▸ What you are asked to do
Copy the data word for word, from its first line through the line containing "POLYGON ((318 134, 323", including both.
------------------------------------
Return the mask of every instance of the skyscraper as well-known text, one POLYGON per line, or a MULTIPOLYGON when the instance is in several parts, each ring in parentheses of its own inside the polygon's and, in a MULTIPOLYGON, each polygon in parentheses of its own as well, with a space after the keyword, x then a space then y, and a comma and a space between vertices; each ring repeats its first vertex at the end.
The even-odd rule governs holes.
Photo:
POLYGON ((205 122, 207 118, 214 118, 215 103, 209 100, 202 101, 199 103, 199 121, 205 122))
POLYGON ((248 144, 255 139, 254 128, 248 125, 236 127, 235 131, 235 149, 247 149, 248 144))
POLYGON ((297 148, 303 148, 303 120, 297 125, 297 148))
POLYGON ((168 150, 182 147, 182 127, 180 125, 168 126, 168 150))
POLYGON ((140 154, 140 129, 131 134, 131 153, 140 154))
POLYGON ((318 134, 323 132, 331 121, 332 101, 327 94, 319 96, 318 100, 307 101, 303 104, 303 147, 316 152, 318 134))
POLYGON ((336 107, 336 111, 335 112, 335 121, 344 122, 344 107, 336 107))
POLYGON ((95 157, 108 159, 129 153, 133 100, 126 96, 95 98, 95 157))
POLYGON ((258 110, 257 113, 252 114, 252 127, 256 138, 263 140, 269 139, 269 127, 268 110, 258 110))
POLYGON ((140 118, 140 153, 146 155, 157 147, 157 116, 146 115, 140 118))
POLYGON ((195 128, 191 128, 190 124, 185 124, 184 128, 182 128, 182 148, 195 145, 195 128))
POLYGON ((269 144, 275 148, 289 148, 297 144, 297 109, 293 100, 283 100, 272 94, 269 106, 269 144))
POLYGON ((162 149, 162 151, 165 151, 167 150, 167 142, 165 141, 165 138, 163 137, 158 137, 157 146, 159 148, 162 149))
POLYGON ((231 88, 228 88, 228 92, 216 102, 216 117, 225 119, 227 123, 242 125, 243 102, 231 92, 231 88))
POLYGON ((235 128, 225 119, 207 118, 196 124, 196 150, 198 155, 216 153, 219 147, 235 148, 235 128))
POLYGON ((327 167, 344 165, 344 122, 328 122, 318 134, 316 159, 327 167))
------------------------------------
▸ Result of the task
Return the mask of every instance of the skyscraper as well-known text, one POLYGON per line, or a MULTIPOLYGON when the instance is in several parts, each ring in parentheses of its own inside the polygon's and, in a MULTIPOLYGON, each polygon in parentheses of its own as well, with a space after the keyword, x then a space then y, and a comma and a space between vertices; each ring repeats its first vertex at the end.
The even-odd rule governs holes.
Photo:
POLYGON ((205 122, 207 118, 214 118, 215 103, 209 100, 202 101, 199 103, 199 121, 205 122))
POLYGON ((248 144, 255 139, 254 128, 248 125, 236 127, 235 131, 235 149, 247 149, 248 144))
POLYGON ((297 148, 303 148, 303 120, 297 125, 297 148))
POLYGON ((168 150, 182 147, 182 127, 180 125, 168 126, 168 150))
POLYGON ((140 154, 140 129, 131 134, 131 153, 140 154))
POLYGON ((318 134, 323 132, 331 121, 332 101, 327 94, 319 96, 318 100, 307 101, 303 104, 303 147, 316 152, 318 134))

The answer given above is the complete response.